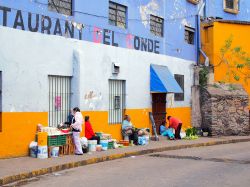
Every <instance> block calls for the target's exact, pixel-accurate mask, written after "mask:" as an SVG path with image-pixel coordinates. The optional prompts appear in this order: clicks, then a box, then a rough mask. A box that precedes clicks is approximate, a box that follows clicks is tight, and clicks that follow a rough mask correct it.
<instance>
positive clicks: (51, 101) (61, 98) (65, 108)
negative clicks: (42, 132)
mask: <svg viewBox="0 0 250 187" xmlns="http://www.w3.org/2000/svg"><path fill="white" fill-rule="evenodd" d="M71 82H72V77H71V76H63V75H48V88H49V89H48V91H49V112H48V125H49V126H50V127H56V125H58V124H60V123H61V122H64V121H67V117H68V115H69V111H70V108H71V99H72V97H71V96H72V83H71Z"/></svg>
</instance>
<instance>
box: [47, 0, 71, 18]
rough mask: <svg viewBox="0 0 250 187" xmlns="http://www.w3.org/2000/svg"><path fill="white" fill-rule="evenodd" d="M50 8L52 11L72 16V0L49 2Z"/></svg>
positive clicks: (49, 9) (50, 0) (64, 0)
mask: <svg viewBox="0 0 250 187" xmlns="http://www.w3.org/2000/svg"><path fill="white" fill-rule="evenodd" d="M48 6H49V10H50V11H53V12H58V13H60V14H65V15H68V16H71V15H72V0H48Z"/></svg>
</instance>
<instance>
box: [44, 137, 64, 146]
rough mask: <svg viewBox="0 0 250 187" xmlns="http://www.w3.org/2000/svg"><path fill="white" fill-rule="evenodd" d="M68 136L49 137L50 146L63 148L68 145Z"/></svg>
mask: <svg viewBox="0 0 250 187" xmlns="http://www.w3.org/2000/svg"><path fill="white" fill-rule="evenodd" d="M66 140H67V136H66V135H55V136H48V146H61V145H66Z"/></svg>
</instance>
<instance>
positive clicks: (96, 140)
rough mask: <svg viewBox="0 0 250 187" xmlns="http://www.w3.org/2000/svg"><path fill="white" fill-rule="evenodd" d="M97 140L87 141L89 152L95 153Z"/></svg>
mask: <svg viewBox="0 0 250 187" xmlns="http://www.w3.org/2000/svg"><path fill="white" fill-rule="evenodd" d="M96 145H97V140H89V141H88V147H89V151H90V152H94V151H96Z"/></svg>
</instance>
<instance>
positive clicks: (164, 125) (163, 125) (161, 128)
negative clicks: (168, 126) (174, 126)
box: [160, 122, 175, 140]
mask: <svg viewBox="0 0 250 187" xmlns="http://www.w3.org/2000/svg"><path fill="white" fill-rule="evenodd" d="M165 124H166V123H165V122H163V123H162V124H161V125H160V134H161V135H162V136H167V137H168V138H169V139H170V140H174V139H175V137H174V133H173V129H172V128H166V126H165Z"/></svg>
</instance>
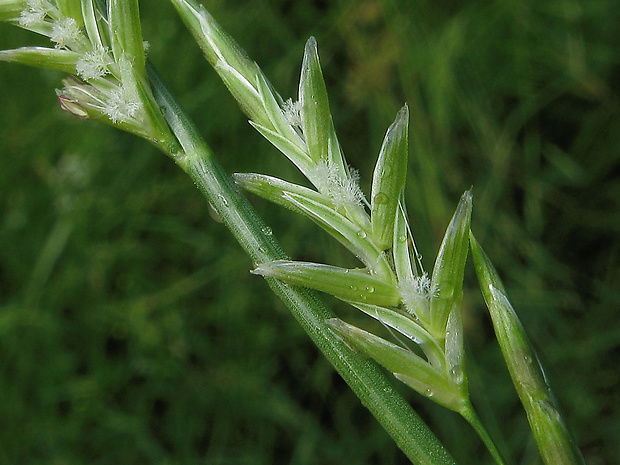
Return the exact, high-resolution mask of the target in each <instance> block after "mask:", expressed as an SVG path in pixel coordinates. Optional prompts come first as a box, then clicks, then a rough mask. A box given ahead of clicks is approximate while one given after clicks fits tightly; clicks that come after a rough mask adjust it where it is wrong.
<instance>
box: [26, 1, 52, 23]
mask: <svg viewBox="0 0 620 465" xmlns="http://www.w3.org/2000/svg"><path fill="white" fill-rule="evenodd" d="M50 10H51V5H50V4H49V2H47V1H46V0H29V1H28V3H27V6H26V8H24V9H23V10H22V12H21V14H20V17H19V25H20V26H22V27H31V26H36V25H37V24H41V23H43V22H45V17H46V16H47V14H48V13H49V12H50Z"/></svg>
━━━━━━━━━━━━━━━━━━━━━━━━━━━━━━
EXERCISE DETAILS:
Please return exactly the lines above, from where the listing starts to the line holding "positive clicks: (96, 140)", inclusive, with the pictures omitted.

TASK ANSWER:
Every <instance> block calls for the target's exact, pixel-accurate mask, written after "mask:" as an SVG path with image-pixel coordinates. The optional prompts appear in this order: clicks, then a box, then a rough mask. A box that precedes clicks is approximate, a box that follows clicks is tight, and clicks that follow a rough mask correct it.
<instance>
positive clicks: (51, 101) (61, 98) (65, 108)
negative clicks: (42, 132)
mask: <svg viewBox="0 0 250 187" xmlns="http://www.w3.org/2000/svg"><path fill="white" fill-rule="evenodd" d="M71 82H72V77H71V76H63V75H48V88H49V89H48V91H49V112H48V125H49V126H50V127H56V125H58V124H60V123H61V122H64V121H67V117H68V115H69V111H70V108H71V99H72V97H71V96H72V83H71Z"/></svg>
</instance>
<instance>
box: [47, 0, 71, 18]
rough mask: <svg viewBox="0 0 250 187" xmlns="http://www.w3.org/2000/svg"><path fill="white" fill-rule="evenodd" d="M50 8L52 11L72 16V0L49 2Z"/></svg>
positive clicks: (49, 9) (50, 0) (64, 0)
mask: <svg viewBox="0 0 250 187" xmlns="http://www.w3.org/2000/svg"><path fill="white" fill-rule="evenodd" d="M48 6H49V10H50V11H53V12H58V13H60V14H65V15H68V16H71V15H72V0H48Z"/></svg>
</instance>
<instance>
box: [44, 137, 64, 146]
rough mask: <svg viewBox="0 0 250 187" xmlns="http://www.w3.org/2000/svg"><path fill="white" fill-rule="evenodd" d="M68 136L49 137L50 146L63 148L68 145Z"/></svg>
mask: <svg viewBox="0 0 250 187" xmlns="http://www.w3.org/2000/svg"><path fill="white" fill-rule="evenodd" d="M66 140H67V136H66V135H55V136H48V146H61V145H66Z"/></svg>
</instance>
<instance>
positive clicks: (96, 140)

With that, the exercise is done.